## Instrução escrita
Transcreva, por favor, do excerto abaixo sobre a subida de bicicleta à serra da Estrela, tudo desde "Supúnhamos, fiados nas" até "deserta da Torre.".

## Excerto selecionado
##########

O Enólogo, dono de uma sabedoria antiga, gosta de perguntar aos incautos, que andam pelo mundo descuidadamente, o que preferem: muita chuva ou um grosso nevoeiro. Esta podia ser a dúvida dos ciclistas na véspera de irem à serra da Estrela. Os prenúncios de chuva aconselhavam a prudência de ficar em casa. E tanto era assim que, se lhe pusessem o problema, eles optariam, relutantes, pelo grosso nevoeiro. E assim como o desejaram, assim o tiveram.

A decisão de manter a viagem de bicicleta só foi tomada na véspera, ao fim da tarde, e contou com a anuência do Peninha, do Vendedor, do Informático Motard e deste vosso criado. Seguimos os procedimentos de sábado passado: às sete em Avelãs de Caminho, bicicletas para dentro da carrinha, às nove e meia ou dez em Seia e, três horas e quinze minutos depois, fotografia na Torre. Parece simples, não é? E no entanto, mesmo sabendo que a subida é árdua, a dificuldade ressalta mais quando estamos nela e ainda nem chegámos à Lagoa Comprida. Ou quando já passámos a Lagoa Comprida e os declives, abalados pelo vento, parecem crescer na proporção inversa das forças.


Supúnhamos, fiados nas previsões meteorológicas, que deveríamos regressar a Seia até às quatro horas para evitar a chuva. Descer a serra com a estrada molhada seria uma insciência indigna de homens maduros. E bem se via, pela negritude do céu e a frieza dos ares, a extensão dessa possibilidade. Enganámo-nos. Bastou chegar à Aldeia da Serra para tirar calças e casaquinhas, e passar o Sabugueiro para conhecer a força do grosso nevoeiro. Até à Lagoa Comprida, vogámos numa nuvem espessa que, em certos momentos, só me permitia ver a três metros, e aos colegas a dez. Depois, conhecemos o sol tépido que pairava sobre as nuvens. Foi nesta parte final que o Vendedor e o Peninha se distanciaram ao ponto de o Informático Motard e eu só os reencontrarmos, estendidos, na placa central da rotunda deserta da Torre.

##########

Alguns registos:

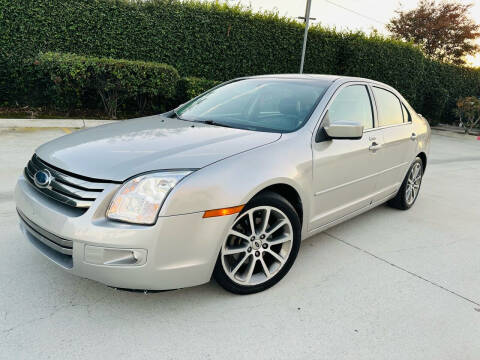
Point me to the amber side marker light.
[203,205,245,218]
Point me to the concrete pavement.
[0,129,480,360]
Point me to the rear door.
[372,85,415,201]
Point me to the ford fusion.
[15,75,430,294]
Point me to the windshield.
[177,78,331,132]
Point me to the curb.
[0,119,118,129]
[432,128,480,141]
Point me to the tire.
[388,157,423,210]
[213,192,301,295]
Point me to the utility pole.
[298,0,316,74]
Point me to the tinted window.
[177,78,331,132]
[402,104,412,122]
[328,85,373,129]
[373,87,403,126]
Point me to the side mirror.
[324,121,363,140]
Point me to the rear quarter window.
[373,87,403,126]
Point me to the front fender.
[159,132,312,235]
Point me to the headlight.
[107,171,191,225]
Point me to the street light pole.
[299,0,315,74]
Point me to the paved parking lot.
[0,129,480,360]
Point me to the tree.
[454,96,480,134]
[386,0,480,65]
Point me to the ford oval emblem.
[33,169,52,188]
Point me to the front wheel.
[213,192,301,294]
[388,157,423,210]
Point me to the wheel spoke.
[245,258,257,283]
[260,208,271,233]
[268,250,285,265]
[260,258,272,279]
[268,234,293,246]
[228,230,250,241]
[267,219,287,237]
[248,211,257,236]
[232,254,249,276]
[223,245,248,255]
[405,187,412,203]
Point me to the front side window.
[373,87,403,126]
[402,104,412,122]
[328,85,373,129]
[177,78,331,132]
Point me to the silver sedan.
[15,75,430,294]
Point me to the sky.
[217,0,480,66]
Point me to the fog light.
[85,245,147,266]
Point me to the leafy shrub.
[34,53,179,118]
[454,96,480,134]
[0,0,480,120]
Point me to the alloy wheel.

##########

## Resposta esperada
Supúnhamos, fiados nas previsões meteorológicas, que deveríamos regressar a Seia até às quatro horas para evitar a chuva. Descer a serra com a estrada molhada seria uma insciência indigna de homens maduros. E bem se via, pela negritude do céu e a frieza dos ares, a extensão dessa possibilidade. Enganámo-nos. Bastou chegar à Aldeia da Serra para tirar calças e casaquinhas, e passar o Sabugueiro para conhecer a força do grosso nevoeiro. Até à Lagoa Comprida, vogámos numa nuvem espessa que, em certos momentos, só me permitia ver a três metros, e aos colegas a dez. Depois, conhecemos o sol tépido que pairava sobre as nuvens. Foi nesta parte final que o Vendedor e o Peninha se distanciaram ao ponto de o Informático Motard e eu só os reencontrarmos, estendidos, na placa central da rotunda deserta da Torre.